Nothing but the lines from the one containing "Annotate the mannequin" through the last line should be written out, please, exactly as they stand.
#####
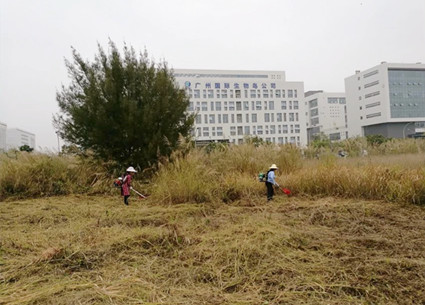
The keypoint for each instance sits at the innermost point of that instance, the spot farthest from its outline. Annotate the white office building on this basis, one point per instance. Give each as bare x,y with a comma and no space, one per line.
231,105
3,128
388,99
16,138
326,114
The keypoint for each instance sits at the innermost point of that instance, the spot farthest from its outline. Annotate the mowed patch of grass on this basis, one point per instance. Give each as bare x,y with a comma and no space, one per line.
94,250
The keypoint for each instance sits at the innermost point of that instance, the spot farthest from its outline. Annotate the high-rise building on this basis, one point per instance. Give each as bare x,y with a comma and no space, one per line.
388,99
231,105
16,138
3,128
326,114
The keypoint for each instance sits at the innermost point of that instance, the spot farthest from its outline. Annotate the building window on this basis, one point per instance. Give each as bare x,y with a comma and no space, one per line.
246,130
204,106
372,115
206,132
258,105
373,105
225,118
290,94
370,73
259,129
279,117
238,106
291,117
372,94
239,118
218,106
190,107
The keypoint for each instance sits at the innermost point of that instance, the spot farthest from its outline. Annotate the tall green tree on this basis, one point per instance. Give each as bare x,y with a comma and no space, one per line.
124,108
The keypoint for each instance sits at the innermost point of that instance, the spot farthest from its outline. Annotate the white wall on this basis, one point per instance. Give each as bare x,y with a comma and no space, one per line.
246,80
18,137
3,128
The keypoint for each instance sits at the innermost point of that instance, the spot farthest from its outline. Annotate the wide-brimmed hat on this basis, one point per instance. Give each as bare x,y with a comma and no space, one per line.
131,170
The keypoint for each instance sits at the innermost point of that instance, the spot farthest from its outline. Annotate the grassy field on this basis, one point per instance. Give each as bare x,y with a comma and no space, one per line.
80,249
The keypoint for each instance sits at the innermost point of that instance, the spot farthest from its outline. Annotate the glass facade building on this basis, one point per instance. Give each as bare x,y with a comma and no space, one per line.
407,93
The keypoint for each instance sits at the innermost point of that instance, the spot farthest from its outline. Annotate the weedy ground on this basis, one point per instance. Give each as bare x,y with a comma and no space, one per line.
80,249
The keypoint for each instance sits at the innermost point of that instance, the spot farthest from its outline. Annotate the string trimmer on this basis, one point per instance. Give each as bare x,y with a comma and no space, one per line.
138,193
285,190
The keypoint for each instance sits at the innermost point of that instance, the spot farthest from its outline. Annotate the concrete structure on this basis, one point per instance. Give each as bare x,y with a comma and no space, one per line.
327,114
388,99
3,128
15,138
231,105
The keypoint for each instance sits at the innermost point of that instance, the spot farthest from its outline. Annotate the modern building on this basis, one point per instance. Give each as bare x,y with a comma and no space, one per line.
326,114
16,138
232,105
388,99
3,128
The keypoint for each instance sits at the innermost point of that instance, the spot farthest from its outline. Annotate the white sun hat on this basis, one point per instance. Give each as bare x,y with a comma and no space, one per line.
131,170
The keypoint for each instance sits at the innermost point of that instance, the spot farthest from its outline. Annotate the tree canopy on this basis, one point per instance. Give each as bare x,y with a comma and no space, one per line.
124,108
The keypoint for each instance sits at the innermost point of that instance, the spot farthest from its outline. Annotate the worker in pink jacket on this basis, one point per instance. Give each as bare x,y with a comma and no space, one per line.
126,183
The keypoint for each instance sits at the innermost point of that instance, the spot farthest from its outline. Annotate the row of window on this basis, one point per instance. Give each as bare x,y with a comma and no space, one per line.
407,83
239,106
246,130
336,100
253,93
253,117
280,140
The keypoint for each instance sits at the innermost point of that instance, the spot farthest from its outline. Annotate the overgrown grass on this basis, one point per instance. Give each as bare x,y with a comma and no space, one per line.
94,250
230,174
28,175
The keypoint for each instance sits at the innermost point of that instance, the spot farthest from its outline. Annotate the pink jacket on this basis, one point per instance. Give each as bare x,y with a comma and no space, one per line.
126,185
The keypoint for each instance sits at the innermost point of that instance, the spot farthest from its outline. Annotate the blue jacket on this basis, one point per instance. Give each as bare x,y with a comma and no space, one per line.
270,177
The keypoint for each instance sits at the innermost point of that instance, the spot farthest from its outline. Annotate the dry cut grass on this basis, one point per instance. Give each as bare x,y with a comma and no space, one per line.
94,250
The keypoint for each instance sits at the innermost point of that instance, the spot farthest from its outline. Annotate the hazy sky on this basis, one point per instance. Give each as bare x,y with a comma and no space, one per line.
315,41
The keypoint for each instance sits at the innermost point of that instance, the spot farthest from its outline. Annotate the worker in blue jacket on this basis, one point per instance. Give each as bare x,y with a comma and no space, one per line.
270,181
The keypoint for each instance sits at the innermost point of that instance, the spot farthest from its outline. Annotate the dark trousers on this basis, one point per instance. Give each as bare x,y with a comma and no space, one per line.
270,191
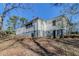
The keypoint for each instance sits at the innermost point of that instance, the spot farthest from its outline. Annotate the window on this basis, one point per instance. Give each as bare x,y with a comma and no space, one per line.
29,25
54,23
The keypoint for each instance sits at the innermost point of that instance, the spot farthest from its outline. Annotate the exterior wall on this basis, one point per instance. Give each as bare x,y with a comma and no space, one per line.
42,28
20,30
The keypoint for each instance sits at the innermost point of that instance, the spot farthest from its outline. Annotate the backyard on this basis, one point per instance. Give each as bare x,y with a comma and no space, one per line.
15,45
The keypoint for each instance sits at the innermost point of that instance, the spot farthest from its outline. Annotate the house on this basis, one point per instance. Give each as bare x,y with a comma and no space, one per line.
55,27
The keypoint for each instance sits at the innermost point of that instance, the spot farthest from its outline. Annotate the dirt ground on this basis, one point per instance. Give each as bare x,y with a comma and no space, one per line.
24,46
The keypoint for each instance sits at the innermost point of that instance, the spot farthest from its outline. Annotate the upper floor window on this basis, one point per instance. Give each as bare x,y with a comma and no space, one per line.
29,25
54,23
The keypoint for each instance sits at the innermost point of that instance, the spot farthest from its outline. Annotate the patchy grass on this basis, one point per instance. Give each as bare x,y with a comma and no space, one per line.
24,46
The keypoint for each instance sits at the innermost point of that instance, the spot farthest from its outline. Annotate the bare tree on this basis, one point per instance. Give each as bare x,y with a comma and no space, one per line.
12,6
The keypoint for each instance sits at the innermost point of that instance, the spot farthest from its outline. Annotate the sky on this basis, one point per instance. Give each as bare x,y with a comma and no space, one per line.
44,11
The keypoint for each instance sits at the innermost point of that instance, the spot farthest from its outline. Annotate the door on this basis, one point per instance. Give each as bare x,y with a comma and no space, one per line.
54,34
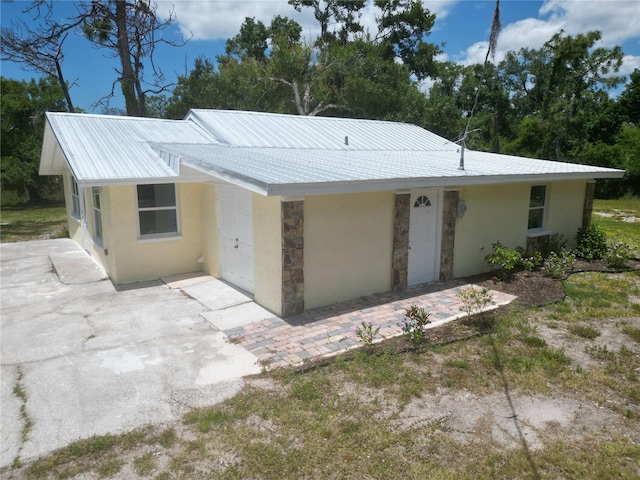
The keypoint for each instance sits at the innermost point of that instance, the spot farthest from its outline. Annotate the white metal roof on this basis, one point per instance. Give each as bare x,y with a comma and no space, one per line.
101,148
281,154
269,130
287,171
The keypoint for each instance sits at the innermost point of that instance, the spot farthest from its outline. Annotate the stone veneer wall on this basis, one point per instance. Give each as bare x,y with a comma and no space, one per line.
400,254
449,213
292,258
588,203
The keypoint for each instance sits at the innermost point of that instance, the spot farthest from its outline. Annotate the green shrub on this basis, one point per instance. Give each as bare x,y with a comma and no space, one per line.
415,323
618,254
506,258
558,265
557,242
474,300
592,242
532,262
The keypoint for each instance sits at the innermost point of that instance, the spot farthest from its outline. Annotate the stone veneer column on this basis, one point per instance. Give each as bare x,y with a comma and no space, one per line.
292,257
449,213
400,254
588,203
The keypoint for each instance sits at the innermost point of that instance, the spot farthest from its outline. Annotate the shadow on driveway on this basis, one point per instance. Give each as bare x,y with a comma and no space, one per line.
90,360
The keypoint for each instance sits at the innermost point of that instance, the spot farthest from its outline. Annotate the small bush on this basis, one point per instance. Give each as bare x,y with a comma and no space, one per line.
366,332
592,243
506,258
557,242
532,262
474,300
414,324
558,265
619,254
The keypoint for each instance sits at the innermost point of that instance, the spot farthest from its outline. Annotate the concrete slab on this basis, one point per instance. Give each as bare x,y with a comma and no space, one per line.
96,359
77,268
216,295
183,280
237,316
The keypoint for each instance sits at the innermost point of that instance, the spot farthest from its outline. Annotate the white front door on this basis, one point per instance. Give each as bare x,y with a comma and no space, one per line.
423,237
235,227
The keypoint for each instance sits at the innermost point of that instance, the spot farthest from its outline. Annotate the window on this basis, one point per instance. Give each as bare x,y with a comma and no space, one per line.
75,197
157,210
536,207
97,214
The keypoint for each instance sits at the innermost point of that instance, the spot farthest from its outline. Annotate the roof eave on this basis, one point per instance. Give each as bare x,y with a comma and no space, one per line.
325,188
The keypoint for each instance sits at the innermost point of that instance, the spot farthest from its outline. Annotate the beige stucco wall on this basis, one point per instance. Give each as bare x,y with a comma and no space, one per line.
73,223
348,244
500,213
564,214
137,260
210,244
267,252
494,213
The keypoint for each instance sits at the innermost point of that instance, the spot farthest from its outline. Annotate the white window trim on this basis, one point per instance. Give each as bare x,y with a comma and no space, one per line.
155,237
75,198
539,230
97,216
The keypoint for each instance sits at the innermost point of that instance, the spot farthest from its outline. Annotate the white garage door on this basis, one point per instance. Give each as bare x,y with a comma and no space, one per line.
235,228
423,236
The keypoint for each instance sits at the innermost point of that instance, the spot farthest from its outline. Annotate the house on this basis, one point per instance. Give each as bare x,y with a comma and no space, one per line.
300,211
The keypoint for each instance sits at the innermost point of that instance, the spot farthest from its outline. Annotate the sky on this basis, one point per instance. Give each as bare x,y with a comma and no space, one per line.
462,28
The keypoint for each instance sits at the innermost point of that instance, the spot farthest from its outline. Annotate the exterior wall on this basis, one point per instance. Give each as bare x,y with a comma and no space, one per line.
500,213
447,248
400,256
348,246
494,213
138,260
210,235
565,209
267,252
73,223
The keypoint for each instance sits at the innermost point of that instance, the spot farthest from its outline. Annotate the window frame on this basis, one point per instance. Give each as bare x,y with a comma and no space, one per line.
75,198
543,208
97,214
158,236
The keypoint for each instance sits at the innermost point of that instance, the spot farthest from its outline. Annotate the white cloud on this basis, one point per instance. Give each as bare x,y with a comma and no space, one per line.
629,64
617,20
221,19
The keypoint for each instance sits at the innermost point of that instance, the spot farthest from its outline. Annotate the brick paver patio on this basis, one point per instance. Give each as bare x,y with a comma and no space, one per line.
330,330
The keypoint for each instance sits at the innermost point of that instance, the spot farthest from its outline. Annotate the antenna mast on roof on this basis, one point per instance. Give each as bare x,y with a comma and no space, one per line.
496,26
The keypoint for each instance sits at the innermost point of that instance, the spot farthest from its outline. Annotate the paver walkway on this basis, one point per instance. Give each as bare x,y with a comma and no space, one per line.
330,330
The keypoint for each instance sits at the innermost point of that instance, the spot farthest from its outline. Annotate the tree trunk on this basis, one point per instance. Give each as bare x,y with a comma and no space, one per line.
496,132
128,81
64,87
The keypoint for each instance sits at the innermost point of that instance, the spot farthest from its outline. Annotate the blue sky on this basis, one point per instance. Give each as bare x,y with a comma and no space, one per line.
462,25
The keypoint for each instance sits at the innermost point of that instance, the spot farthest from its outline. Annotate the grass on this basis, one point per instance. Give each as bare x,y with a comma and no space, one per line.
33,222
584,331
616,229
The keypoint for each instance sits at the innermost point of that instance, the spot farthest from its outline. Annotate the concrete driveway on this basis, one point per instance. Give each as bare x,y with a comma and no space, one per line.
92,360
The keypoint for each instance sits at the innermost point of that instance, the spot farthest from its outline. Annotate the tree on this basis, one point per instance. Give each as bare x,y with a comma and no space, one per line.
563,84
339,14
403,26
38,49
22,121
129,29
629,100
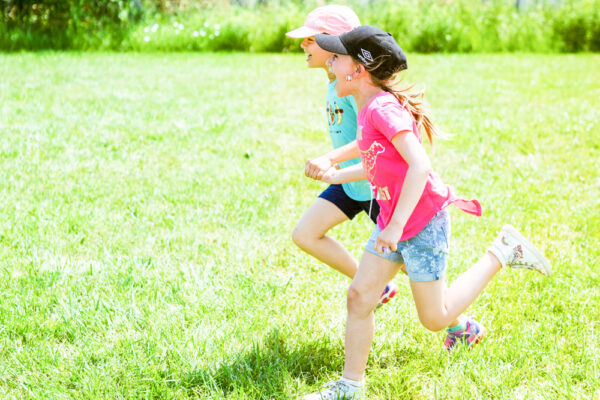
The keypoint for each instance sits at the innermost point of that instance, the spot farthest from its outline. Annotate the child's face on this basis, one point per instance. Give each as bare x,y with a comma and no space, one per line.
317,57
342,66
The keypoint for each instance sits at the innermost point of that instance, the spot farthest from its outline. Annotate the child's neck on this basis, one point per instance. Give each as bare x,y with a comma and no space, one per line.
365,94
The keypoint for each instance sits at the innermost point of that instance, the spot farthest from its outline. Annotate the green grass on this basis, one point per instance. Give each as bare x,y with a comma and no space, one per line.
147,203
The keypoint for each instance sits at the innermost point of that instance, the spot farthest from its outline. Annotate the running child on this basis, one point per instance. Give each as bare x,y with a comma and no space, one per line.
339,202
413,226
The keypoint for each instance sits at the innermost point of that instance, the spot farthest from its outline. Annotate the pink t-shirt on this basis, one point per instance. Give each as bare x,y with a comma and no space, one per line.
378,122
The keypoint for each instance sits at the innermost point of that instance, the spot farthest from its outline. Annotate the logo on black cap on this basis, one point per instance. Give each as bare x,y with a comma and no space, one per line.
366,56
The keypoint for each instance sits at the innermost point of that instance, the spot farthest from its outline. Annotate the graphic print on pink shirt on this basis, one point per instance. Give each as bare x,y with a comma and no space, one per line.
369,158
382,118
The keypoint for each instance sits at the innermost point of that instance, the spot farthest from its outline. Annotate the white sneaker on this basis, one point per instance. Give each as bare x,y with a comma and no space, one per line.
340,390
514,250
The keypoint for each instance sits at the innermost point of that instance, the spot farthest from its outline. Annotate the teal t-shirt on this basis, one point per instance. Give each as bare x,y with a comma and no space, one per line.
341,116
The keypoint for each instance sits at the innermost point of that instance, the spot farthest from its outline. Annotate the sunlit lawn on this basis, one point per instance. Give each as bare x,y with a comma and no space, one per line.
146,205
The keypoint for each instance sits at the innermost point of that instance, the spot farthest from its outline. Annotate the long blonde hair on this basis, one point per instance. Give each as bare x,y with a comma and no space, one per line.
413,100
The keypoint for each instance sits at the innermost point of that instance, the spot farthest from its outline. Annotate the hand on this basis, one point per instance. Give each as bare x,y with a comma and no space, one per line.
316,167
331,176
388,239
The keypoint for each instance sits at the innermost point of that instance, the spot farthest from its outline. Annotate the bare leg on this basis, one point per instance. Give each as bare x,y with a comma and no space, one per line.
439,307
373,274
309,235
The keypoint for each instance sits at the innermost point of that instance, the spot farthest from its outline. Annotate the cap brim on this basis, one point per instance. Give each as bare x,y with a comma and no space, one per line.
332,44
302,32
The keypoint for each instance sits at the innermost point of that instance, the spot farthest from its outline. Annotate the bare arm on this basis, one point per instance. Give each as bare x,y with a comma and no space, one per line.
349,174
316,167
419,168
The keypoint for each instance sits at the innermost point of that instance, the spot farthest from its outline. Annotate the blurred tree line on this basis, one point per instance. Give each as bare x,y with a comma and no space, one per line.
260,25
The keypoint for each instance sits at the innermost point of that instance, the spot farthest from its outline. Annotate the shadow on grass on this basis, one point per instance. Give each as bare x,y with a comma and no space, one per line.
265,370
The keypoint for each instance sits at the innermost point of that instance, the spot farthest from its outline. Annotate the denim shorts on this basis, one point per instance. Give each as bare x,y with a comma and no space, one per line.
425,255
349,206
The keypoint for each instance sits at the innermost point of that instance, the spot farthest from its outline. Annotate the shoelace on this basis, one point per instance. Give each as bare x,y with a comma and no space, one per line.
333,391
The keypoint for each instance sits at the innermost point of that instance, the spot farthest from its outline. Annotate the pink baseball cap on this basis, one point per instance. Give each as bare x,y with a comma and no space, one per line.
332,19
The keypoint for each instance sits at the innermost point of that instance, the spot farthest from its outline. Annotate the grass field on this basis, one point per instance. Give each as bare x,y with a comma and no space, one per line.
146,209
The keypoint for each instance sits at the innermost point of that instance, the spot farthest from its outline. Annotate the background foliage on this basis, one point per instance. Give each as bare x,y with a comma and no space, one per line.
259,25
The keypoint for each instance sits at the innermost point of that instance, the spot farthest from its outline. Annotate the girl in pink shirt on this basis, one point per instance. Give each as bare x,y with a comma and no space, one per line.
413,227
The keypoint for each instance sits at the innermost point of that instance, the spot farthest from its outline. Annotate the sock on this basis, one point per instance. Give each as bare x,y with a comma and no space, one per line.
349,382
462,325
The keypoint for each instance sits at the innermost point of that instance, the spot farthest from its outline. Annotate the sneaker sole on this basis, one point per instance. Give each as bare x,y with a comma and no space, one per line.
546,267
477,340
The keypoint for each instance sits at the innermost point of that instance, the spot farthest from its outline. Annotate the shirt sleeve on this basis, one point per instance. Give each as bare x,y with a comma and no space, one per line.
391,118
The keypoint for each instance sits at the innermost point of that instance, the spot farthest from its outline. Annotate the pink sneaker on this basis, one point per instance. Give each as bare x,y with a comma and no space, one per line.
471,335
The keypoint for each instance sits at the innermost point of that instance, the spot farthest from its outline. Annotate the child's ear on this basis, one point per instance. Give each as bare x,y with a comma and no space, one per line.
359,69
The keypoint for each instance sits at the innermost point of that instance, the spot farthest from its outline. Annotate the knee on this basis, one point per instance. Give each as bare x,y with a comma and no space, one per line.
304,237
358,302
300,237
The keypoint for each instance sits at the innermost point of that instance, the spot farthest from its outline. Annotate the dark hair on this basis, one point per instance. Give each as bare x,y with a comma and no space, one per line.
387,77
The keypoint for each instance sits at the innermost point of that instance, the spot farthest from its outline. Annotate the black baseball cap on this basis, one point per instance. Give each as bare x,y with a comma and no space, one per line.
367,44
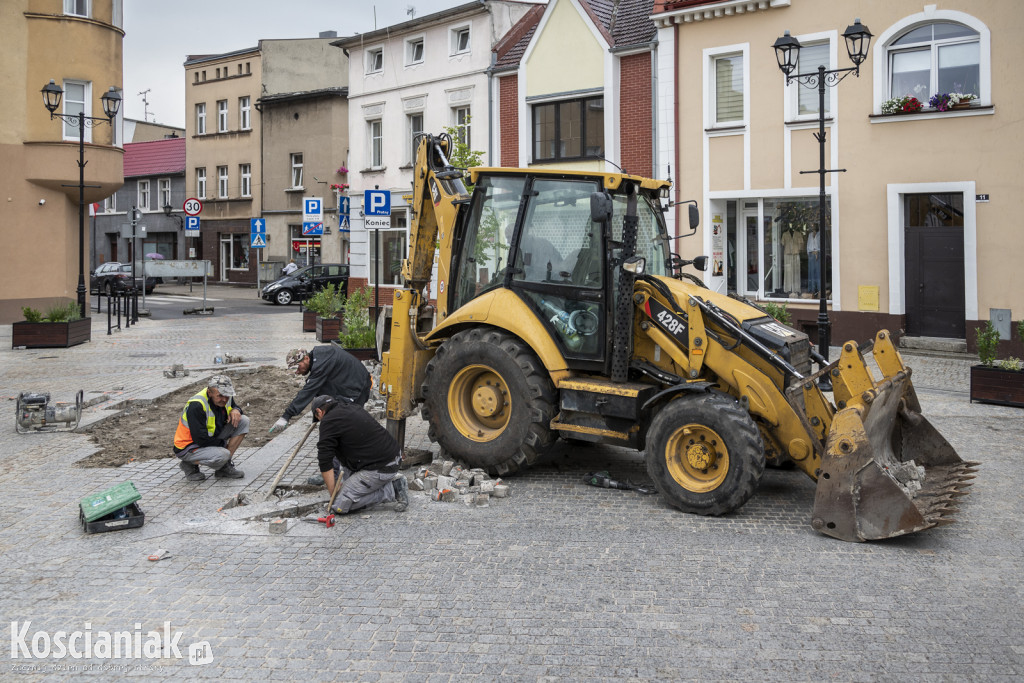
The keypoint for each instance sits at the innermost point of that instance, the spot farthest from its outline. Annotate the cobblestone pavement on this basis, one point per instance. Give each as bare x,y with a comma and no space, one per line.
559,582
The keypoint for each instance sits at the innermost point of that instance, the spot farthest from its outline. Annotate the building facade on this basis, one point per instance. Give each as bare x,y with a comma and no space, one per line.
922,238
304,151
155,186
417,77
222,145
40,173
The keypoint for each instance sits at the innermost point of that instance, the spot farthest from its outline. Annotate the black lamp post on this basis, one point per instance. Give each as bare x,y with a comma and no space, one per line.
858,38
112,102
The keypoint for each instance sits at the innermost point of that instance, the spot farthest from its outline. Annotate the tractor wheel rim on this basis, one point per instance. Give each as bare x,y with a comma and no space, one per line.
697,458
479,402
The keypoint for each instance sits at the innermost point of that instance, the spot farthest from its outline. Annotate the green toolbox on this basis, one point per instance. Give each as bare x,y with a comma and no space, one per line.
113,509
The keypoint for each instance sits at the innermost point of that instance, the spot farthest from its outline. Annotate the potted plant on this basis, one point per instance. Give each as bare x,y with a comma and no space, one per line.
993,382
325,304
357,335
62,326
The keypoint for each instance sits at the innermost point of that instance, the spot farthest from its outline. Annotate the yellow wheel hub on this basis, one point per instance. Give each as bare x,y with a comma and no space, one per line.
478,402
696,458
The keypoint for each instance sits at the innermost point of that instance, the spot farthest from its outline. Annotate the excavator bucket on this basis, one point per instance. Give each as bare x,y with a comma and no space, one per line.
887,471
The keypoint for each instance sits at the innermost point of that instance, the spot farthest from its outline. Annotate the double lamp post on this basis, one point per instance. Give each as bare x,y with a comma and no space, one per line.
857,38
112,102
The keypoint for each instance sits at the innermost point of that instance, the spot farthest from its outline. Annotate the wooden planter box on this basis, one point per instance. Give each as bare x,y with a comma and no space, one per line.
47,335
328,329
993,385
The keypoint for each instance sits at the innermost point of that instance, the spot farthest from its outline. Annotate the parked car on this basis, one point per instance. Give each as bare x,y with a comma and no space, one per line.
304,282
113,278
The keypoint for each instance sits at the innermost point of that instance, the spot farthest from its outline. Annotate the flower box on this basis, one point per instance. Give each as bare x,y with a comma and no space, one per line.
994,385
50,335
328,329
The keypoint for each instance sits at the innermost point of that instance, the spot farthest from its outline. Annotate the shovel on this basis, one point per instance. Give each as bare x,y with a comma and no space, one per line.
284,468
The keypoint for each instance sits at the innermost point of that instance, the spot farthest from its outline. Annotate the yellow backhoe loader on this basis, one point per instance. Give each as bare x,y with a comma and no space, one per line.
561,312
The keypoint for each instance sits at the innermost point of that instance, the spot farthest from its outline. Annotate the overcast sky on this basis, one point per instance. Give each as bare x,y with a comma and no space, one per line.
158,36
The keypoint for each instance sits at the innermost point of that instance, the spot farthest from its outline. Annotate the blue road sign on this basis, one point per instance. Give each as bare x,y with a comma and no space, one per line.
377,203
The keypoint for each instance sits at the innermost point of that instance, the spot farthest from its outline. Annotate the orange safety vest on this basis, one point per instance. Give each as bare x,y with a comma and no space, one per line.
182,436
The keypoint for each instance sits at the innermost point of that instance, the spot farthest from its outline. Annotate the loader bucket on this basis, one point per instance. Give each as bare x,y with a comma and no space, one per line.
887,471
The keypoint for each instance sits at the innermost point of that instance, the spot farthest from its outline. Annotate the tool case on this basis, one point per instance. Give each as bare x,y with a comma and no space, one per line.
112,510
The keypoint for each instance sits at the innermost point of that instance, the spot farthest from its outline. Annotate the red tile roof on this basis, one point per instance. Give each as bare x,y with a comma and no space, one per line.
166,157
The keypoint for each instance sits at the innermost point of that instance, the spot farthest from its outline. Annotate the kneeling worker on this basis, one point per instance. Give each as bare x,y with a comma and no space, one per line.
354,444
210,431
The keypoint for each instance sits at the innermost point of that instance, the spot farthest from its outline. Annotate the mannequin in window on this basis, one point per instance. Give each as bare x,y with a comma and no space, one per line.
793,245
813,274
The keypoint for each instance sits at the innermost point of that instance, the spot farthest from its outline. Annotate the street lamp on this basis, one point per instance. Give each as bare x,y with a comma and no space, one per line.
112,102
857,38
#####
▶ _WRITTEN SOLUTION_:
The keypoint for each instance sits at the innermost point of that instance, the spot farthest from its outline. Annotate the mannequin in window on this basis, one point per instance. Give each as bare x,y with a comma and no space, one per line.
793,245
813,274
The keypoint for each instance sits at the innermost point of that instance, the spot farthest from its outline. Annotate the street lamp on this basis, one point per instance. Give each as bare x,y with a comma and no space, one per line.
112,102
857,38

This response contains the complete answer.